Directions for this task. Rewrite the data below, switching each occurrence of "Target" to "Object" and keeping everything else unchanged. Leave the pictures out of your answer.

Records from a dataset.
_ _ _

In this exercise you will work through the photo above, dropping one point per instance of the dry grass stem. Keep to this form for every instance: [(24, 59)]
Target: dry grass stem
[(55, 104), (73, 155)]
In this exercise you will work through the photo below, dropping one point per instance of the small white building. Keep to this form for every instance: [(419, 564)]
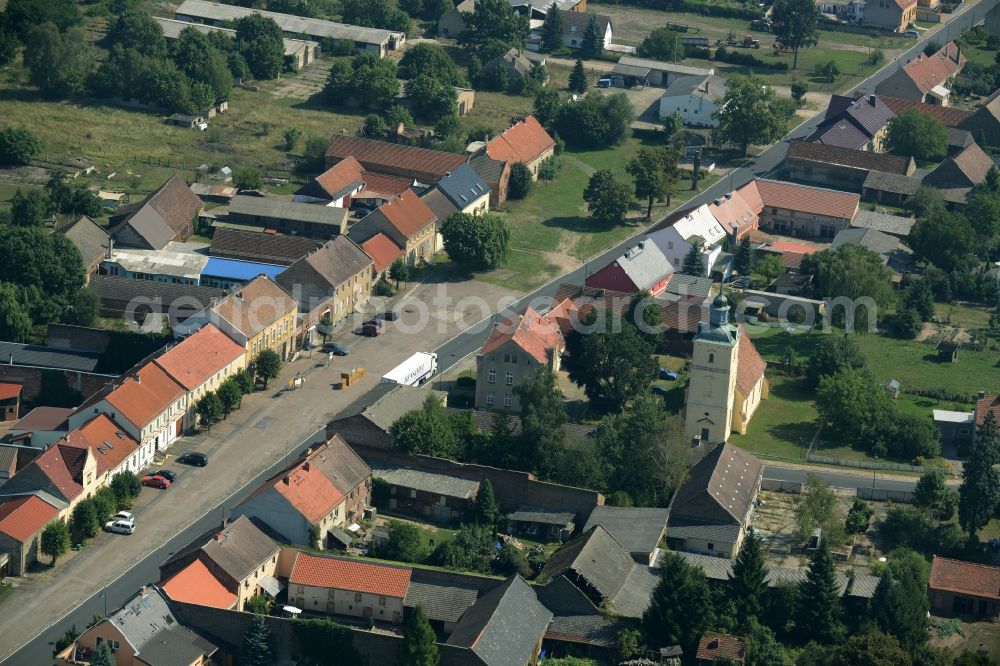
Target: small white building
[(695, 98)]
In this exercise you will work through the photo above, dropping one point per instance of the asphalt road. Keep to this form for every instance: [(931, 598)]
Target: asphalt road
[(39, 649)]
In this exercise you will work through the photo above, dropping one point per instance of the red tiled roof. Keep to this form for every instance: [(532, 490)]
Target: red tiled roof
[(986, 405), (524, 142), (9, 391), (142, 400), (351, 575), (25, 516), (814, 200), (382, 251), (750, 365), (195, 584), (535, 334), (929, 71), (980, 580), (408, 213), (196, 359)]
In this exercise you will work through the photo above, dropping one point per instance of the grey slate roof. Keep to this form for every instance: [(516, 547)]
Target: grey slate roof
[(637, 529), (505, 625), (240, 548), (441, 484), (446, 603), (463, 186), (37, 356)]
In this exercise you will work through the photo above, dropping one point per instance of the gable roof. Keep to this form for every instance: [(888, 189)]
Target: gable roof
[(195, 584), (525, 141), (505, 625), (536, 335), (981, 580), (23, 517), (195, 359), (720, 487), (353, 575)]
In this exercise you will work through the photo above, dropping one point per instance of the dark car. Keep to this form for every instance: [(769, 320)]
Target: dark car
[(194, 458)]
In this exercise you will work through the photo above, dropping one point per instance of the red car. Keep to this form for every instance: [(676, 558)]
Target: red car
[(155, 481)]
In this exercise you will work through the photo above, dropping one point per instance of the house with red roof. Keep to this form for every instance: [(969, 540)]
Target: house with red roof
[(149, 405), (328, 487), (338, 586), (925, 78), (22, 520), (964, 588), (200, 363), (515, 350)]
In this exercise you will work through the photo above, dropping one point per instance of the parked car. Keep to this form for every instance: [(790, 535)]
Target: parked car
[(194, 458), (154, 481), (336, 349), (119, 527)]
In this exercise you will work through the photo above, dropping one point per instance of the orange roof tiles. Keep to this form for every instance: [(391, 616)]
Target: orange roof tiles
[(145, 395), (523, 142), (382, 251), (25, 516), (980, 580), (535, 334), (195, 584), (254, 307), (193, 361), (352, 575)]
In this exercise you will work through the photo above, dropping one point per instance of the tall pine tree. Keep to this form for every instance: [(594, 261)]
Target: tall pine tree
[(817, 600), (979, 494), (419, 648), (747, 584), (552, 29)]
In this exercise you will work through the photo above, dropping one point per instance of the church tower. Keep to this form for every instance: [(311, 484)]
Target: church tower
[(712, 377)]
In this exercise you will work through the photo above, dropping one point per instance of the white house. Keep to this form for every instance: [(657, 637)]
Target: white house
[(695, 98), (698, 226)]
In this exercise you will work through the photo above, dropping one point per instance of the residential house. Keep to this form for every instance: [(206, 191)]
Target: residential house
[(331, 280), (515, 351), (505, 626), (694, 99), (642, 268), (200, 363), (91, 239), (149, 404), (526, 142), (966, 589), (575, 26), (419, 164), (710, 513), (407, 222), (856, 123), (639, 530), (373, 592), (144, 631), (261, 315), (329, 486), (541, 523), (335, 186), (842, 168), (168, 214), (240, 557), (290, 217), (22, 520), (439, 497), (895, 15), (366, 40), (260, 247), (925, 78)]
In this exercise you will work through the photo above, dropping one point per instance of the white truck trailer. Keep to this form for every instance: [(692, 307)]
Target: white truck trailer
[(413, 371)]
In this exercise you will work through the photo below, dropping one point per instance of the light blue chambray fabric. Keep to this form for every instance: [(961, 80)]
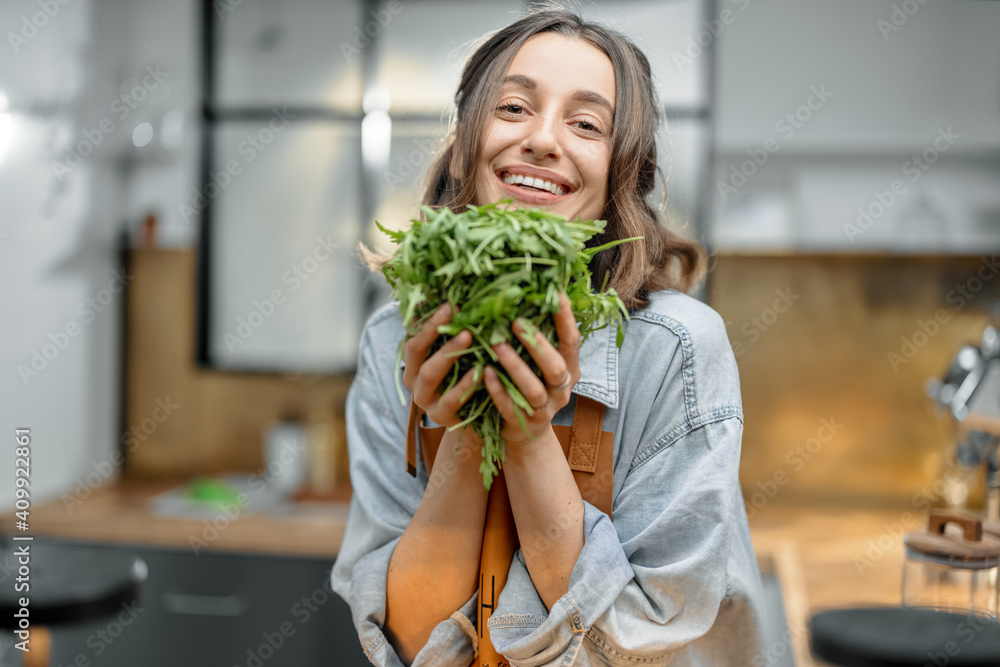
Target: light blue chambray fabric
[(673, 580)]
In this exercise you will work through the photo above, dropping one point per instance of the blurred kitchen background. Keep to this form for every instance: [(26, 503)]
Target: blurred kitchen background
[(184, 186)]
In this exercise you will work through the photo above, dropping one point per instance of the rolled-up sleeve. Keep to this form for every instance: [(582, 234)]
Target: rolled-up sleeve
[(652, 582), (383, 502)]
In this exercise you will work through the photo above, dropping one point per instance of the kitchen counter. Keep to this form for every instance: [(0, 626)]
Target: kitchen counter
[(121, 513), (823, 556)]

_ _ _

Reply to the exercise.
In this exercise you will work through the photo above, dropping one point per instance of the dry grass stem. Keep to this form for every instance: [(24, 59)]
Object: dry grass stem
[(55, 104), (73, 155)]
In this exercise you will work through the photo below, dropping one point per instance of the small white building. Keep to this form for every instance: [(419, 564)]
Object: small white building
[(695, 98)]
In this exercise you will work through the photo above, dropping one point per instance of the asphalt road. Keep to this form for every instance: [(931, 598)]
Object: asphalt road
[(39, 649)]
In this exercise you will work through the photo above, dropping one point per instance of the red tiled roof. Keep to this form for every instance: [(532, 490)]
Object: red tiled roof
[(986, 405), (524, 142), (9, 391), (142, 400), (351, 575), (25, 516), (814, 200), (382, 251), (750, 365), (195, 584), (535, 334), (929, 71), (980, 580), (408, 213), (196, 359)]
In this exercise you will work through the photo above, dropping one point per instance of the grey slate roof. Keep to this form for every instance: [(516, 547)]
Object: grey slate roof
[(637, 529), (505, 625), (240, 548), (441, 484), (446, 603), (463, 186), (37, 356)]
In this exercise you will work through the photo above, dropping one point per instance of the gable roof. Keep to this form for every instance: [(888, 189)]
Object: gable roof
[(195, 584), (525, 141), (505, 625), (536, 335), (981, 580), (23, 517), (195, 359), (720, 487), (353, 575)]
In this exercise you will work through the photo above, dropping one point per instance of the dark car. Keep to this form for every instance: [(769, 320)]
Object: dark car
[(194, 458)]
In this exercise you will work through the photo above, dropping one point per instance of the red car. Keep to this form for every instance: [(676, 558)]
Object: red car
[(155, 481)]
In this exercise you will work through the photo above, dropping one point per instance of the house with red roof. Keep to this form for every instance: [(969, 540)]
Object: house with red roof
[(149, 405), (328, 487), (338, 586), (925, 78), (22, 520), (964, 588), (200, 363), (515, 350)]
In this exercise you will work through the photo above, dropping one point per instance of the parked car. Keep to this form for every instance: [(790, 535)]
Object: parked car
[(194, 458), (154, 481), (336, 349), (119, 527)]
In this exercise you will work through the photo above, dropping one point per instance of the orange roof tiles. Keep to this form for every instance: [(391, 616)]
Object: orange roof tiles
[(145, 395), (523, 142), (382, 251), (25, 516), (980, 580), (535, 334), (195, 584), (254, 307), (193, 361), (352, 575)]
In this exercise you will work through the photo above, dropping one point per instance of the tall pine tree. Keep to this form for every instance: [(594, 261)]
Object: tall pine tree
[(817, 600), (979, 494), (419, 648), (747, 584), (552, 29)]
In this exercise you will work through the photo above, dropping one point per instance of the church tower. Keep to this form for every instance: [(311, 484)]
Object: church tower
[(712, 377)]
In this exercise you will work through the photo above, dropping one point per instance of the white house. Keep to this form for every instance: [(657, 637)]
Object: white house
[(695, 98), (698, 226)]
In this exercise you will work through the photo above, dropping one point per instance of the residential house. Keep to this form for every instance: [(206, 191)]
Object: residential house
[(331, 280), (515, 351), (505, 626), (694, 99), (642, 268), (200, 363), (91, 239), (149, 404), (526, 142), (966, 589), (575, 26), (419, 164), (710, 513), (407, 222), (856, 123), (639, 530), (373, 592), (144, 631), (261, 315), (329, 486), (541, 523), (335, 186), (842, 168), (168, 214), (240, 557), (290, 217), (22, 520), (439, 497), (895, 15), (366, 40), (260, 247), (925, 78)]
In this exercise you will work through the photo above, dropping one point per instance of the white truck trailer. Keep to this form for every instance: [(692, 307)]
Object: white truck trailer
[(413, 371)]
In this exercise you will work through the photo below, dropping one point per instance of the light blue chambray fabric. Keep to this form for every instance: [(961, 80)]
Object: light blue chambray fabric
[(673, 580)]
In this exercise you will work through the photo above, dropping one point per instance of the blurred kitchen background. Keep to this form for every instance: [(26, 503)]
Object: blurred kitchen background
[(184, 186)]
In this exercise you will work through the photo above, dropping one point per instance of the rolled-up sleeve. Keep to this form for every instance: [(582, 234)]
Object: rolled-up sleeve
[(652, 582), (383, 502)]
In this exercise you will work through the photo above, dropping one point per instance of the kitchen counter. Keep to this form for every instance: [(0, 626)]
Object: kitchen counter
[(121, 513), (823, 556)]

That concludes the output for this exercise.